-- ACTION ITEM --
Reproduce exactly the lines beginning with the line that contains "field shown above." and ending at the final line of the material below.

-- SUPPLIED ENTRIES --
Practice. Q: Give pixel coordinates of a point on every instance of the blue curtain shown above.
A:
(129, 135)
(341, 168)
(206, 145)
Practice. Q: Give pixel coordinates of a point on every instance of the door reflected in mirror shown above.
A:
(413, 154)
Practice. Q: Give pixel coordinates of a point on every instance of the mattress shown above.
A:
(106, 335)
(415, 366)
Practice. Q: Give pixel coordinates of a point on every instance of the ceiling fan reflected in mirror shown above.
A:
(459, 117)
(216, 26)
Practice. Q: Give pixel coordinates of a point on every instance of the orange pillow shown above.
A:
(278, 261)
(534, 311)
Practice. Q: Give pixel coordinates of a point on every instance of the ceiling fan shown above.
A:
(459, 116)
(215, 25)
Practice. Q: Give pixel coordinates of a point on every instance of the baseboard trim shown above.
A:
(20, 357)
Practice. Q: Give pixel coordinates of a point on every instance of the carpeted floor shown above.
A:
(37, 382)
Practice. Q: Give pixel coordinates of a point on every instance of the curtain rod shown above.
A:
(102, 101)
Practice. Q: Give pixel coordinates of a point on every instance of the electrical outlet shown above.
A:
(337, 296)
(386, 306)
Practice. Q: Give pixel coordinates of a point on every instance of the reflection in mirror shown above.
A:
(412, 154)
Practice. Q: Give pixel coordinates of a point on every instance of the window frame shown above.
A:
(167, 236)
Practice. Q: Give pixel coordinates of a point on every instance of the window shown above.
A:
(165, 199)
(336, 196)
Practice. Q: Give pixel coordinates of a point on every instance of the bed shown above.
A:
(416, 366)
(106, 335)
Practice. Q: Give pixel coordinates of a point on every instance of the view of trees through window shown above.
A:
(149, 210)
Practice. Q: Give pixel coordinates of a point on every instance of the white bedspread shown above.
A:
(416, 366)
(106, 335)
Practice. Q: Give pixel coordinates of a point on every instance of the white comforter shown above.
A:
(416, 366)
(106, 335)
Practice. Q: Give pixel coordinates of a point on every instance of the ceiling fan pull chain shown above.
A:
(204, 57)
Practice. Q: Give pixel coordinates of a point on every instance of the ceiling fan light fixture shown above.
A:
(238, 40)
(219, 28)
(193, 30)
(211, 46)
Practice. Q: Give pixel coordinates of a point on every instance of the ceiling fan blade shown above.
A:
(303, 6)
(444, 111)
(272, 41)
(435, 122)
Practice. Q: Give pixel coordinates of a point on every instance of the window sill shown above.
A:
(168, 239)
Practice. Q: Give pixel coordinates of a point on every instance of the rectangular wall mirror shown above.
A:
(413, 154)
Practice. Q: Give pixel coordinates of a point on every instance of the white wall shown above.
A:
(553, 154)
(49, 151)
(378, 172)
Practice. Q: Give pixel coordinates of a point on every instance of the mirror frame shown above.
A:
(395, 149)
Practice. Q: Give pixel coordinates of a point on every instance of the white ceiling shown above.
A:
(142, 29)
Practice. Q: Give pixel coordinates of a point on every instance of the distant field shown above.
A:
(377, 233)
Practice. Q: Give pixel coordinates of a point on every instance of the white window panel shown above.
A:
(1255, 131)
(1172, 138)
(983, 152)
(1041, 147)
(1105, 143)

-- COMPLETED TASK --
Practice. Q: Give pixel coordinates of a point on every instance of the distant field shown above.
A:
(377, 233)
Practice. Q: Give pixel coordinates of a point on every instance of the white window panel shown above.
A:
(1255, 131)
(1172, 138)
(983, 152)
(1041, 147)
(1105, 143)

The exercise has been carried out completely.